=== Task to complete ===
Continue the Heaven's Vault review from the point where it stops.

━━━━━ Document text ━━━━━

Heaven's Vault - Lost in Translation
4.0Overall Score
Reader Rating: (1 Vote)

On April 16th 2019 English publisher Inkle published Heaven’s Vault on Microsoft Windows and the Playstation 4. Fast forward to January of 2021 and Heaven’s Vault makes the switch to, well, the Nintendo Switch. Nominated for many game of the year awards and bagging itself the ‘Excellence in Narrative’ award at the ‘Independent Games Festival’ Heaven’s Vault was received well by critics and players alike.

So why didn’t I fully enjoy my time with it? Lend me your ears (or eyes, I guess if you’re reading this) while I chat shop for all things, Heaven’s Vault.

So, what is Heaven’s Vault?

Heaven’s Vault is a Non-Linear, linguistic puzzle adventure. Take a moment to read that again if you weren’t expecting a mouthful like that. You take control of our main protagonist, archaeologist and planetary explorer ‘Aliya’. At first thought, you may think this is some George Lucas hybrid of Indiana Jones crossed over with Star Wars but Aliya doesn’t travel around and throw hands around the system. No, Aliya is a grounded, take no shit character who can dish out verbal beatings no matter who is on the receiving end. Well, depending on how to choose the story to play out but we’ll get more into that in a little bit.

Aliya has extensive knowledge of the history of this world and whenever she finds an artefact or object she can examine it and tell what century, location and material it is. Usually identifying objects and linking them with others she’s found in the environment, unlocking new areas for the player to go visit and explore.

“Stories don’t have tidy beginnings…”

The narrative doesn’t hold your hand and introduce each character and location to you in the beginning because Aliya already knows who these people are. Through the interactions the player experiences in the starting locations, they can piece together the history of what has happened between some players in this story and the significance of some areas.

━━━━━ Data lines ━━━━━

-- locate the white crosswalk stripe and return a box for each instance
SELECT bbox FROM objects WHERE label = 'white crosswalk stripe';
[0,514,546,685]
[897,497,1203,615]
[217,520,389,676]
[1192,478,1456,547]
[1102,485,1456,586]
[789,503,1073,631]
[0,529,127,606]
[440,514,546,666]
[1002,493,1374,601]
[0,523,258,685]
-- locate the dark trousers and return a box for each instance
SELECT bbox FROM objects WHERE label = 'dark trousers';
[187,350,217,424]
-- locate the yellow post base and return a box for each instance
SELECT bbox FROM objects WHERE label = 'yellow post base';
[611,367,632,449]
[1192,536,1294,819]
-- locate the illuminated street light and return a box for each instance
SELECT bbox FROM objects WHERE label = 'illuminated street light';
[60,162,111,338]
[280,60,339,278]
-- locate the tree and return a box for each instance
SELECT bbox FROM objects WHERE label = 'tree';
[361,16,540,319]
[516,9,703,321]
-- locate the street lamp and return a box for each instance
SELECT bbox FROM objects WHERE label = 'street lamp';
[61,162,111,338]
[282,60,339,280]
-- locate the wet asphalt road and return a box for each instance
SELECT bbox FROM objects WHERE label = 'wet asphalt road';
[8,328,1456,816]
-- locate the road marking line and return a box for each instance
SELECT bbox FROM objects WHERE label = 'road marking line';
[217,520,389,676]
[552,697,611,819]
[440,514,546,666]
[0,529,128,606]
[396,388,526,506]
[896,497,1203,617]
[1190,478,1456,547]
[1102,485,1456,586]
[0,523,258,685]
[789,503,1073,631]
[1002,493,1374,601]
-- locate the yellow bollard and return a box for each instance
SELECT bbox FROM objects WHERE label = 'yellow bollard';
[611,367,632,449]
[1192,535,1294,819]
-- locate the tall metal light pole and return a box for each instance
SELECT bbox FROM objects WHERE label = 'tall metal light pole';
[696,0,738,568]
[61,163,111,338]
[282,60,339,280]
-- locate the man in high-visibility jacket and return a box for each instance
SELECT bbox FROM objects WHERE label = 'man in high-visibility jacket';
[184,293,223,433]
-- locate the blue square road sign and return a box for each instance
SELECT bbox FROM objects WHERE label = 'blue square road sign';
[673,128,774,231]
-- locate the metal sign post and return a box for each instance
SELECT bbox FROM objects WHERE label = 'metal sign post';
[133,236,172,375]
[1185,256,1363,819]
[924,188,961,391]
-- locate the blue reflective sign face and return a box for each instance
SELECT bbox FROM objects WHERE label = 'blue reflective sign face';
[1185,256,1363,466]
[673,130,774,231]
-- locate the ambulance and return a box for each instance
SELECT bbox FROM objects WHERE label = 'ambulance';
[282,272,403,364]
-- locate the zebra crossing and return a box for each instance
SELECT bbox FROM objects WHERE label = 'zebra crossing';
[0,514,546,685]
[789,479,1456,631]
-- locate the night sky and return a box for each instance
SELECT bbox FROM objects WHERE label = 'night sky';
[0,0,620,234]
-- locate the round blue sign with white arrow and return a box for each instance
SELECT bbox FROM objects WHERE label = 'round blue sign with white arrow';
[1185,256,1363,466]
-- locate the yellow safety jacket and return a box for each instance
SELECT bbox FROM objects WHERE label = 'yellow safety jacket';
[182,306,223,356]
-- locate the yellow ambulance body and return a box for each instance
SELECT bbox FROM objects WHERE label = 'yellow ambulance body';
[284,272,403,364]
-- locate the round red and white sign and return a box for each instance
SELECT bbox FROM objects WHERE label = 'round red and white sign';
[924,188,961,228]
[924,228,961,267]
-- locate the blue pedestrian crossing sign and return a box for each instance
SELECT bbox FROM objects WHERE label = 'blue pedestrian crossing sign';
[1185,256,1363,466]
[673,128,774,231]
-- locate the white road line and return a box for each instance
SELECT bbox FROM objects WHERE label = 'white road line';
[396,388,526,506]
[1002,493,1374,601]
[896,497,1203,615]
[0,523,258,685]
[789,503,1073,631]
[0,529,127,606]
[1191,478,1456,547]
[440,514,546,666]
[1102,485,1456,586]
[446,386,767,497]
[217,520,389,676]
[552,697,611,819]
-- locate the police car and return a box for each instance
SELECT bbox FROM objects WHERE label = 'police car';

━━━━━

=== Task answer ===
Inkle obviously did not want the player to be left in the dark completely about the history of this world on their own and wouldn’t expect the player to root through history books, audio logs etc. This is where ‘Six’ comes in. Six is a robot companion assigned to Aliya to accompany her on the task she was given at the beginning of the game. Six enquires about the world and the people you meet throughout the journey, if you choose to respond to Six you can discover the background, and history and learn along with him in real-time.

The game’s plot is structured non-linearly, an oxymoron I know but it allows the player to approach the story and how it plays out on their own terms. Aliya will have inner thoughts at times pushing the player in a direction to take to progress but you can always choose another option if you have one available. Why would you want to do this? For the translations! I don’t want to go into the details of the plot here because narrative games like this should be experienced blind I feel. So let’s move on to the bread and butter of this game and Aliya’s expertise. The previously mentioned translations.

“ ~{^’~ ”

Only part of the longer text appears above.